What is expected
Copy the material below word for word, leaving out the pictures.
------ Listed records
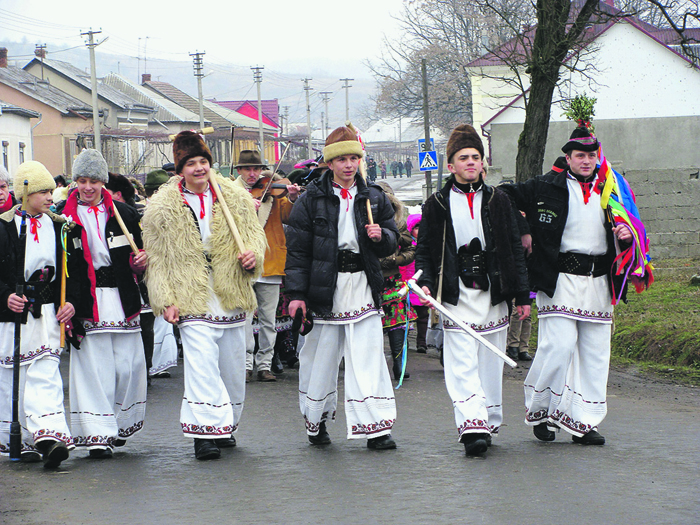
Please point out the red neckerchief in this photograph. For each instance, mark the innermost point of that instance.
(585, 188)
(34, 224)
(202, 209)
(96, 210)
(8, 205)
(344, 193)
(470, 198)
------------
Written solution
Please point out the red neckerchief in this photograph. For each instance, mark the innermost point of that instance.
(585, 188)
(34, 224)
(202, 209)
(96, 210)
(8, 205)
(344, 193)
(470, 198)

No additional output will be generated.